● **Dataset entries**:
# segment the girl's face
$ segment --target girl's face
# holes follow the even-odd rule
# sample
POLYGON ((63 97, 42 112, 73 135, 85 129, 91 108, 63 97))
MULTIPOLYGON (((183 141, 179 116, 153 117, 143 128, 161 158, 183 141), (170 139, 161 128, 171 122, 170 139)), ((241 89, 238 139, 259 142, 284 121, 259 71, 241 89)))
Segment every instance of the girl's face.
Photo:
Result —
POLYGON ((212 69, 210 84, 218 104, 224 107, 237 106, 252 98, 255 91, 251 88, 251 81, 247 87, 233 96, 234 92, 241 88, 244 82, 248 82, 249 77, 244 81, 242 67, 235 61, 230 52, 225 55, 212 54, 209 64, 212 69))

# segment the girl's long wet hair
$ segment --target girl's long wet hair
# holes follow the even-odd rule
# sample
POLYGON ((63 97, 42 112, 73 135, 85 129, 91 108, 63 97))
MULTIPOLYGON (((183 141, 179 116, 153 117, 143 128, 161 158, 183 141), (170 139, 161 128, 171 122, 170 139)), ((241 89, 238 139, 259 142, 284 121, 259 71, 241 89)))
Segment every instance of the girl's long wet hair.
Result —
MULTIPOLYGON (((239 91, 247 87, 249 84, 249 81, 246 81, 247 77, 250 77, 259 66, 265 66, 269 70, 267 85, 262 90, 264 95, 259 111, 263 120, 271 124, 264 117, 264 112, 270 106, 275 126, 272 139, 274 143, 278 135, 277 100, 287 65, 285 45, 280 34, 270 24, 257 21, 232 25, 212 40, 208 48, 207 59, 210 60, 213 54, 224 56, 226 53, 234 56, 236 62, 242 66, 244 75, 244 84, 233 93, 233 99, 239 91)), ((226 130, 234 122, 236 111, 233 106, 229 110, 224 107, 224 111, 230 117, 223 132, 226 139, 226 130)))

● **What you need to do**: Print the data above again, with nothing altered and nothing left out.

● **Response to the exercise**:
# segment the girl's face
$ segment --target girl's face
# holes follow the even-odd rule
# sample
POLYGON ((63 97, 42 112, 73 135, 85 129, 91 108, 63 97))
MULTIPOLYGON (((183 141, 179 116, 153 117, 143 128, 161 158, 183 141), (170 139, 161 128, 171 122, 170 139)), ((241 89, 238 139, 259 142, 284 121, 259 71, 241 89)))
Segment every instance of the girl's face.
Photo:
Result —
POLYGON ((212 69, 210 84, 218 104, 224 107, 237 106, 252 98, 255 91, 251 88, 251 81, 247 87, 233 96, 234 92, 241 88, 244 82, 248 82, 249 77, 244 81, 242 67, 235 61, 230 52, 225 55, 212 54, 209 64, 212 69))

# segment the girl's long wet hair
$ segment --target girl's long wet hair
# holes follow the even-odd rule
# sample
POLYGON ((63 97, 42 112, 73 135, 85 129, 91 108, 63 97))
MULTIPOLYGON (((183 141, 179 116, 153 117, 143 128, 161 158, 183 141), (170 139, 161 128, 171 122, 170 139)), ((241 89, 238 139, 259 142, 284 121, 259 71, 241 89)))
Segment every instance of the girl's long wet hair.
Result —
MULTIPOLYGON (((239 91, 247 87, 249 84, 249 81, 246 81, 247 77, 250 77, 259 66, 265 66, 269 70, 267 85, 262 90, 264 95, 259 111, 263 120, 271 124, 264 117, 264 112, 270 106, 275 126, 272 139, 274 143, 278 135, 277 100, 287 65, 285 45, 280 34, 270 24, 257 21, 232 25, 212 40, 208 48, 207 59, 210 60, 213 54, 224 56, 226 53, 234 56, 236 62, 242 66, 244 75, 244 84, 233 93, 233 99, 239 91)), ((226 130, 234 122, 236 111, 233 106, 229 110, 224 107, 224 111, 230 117, 223 132, 226 139, 226 130)))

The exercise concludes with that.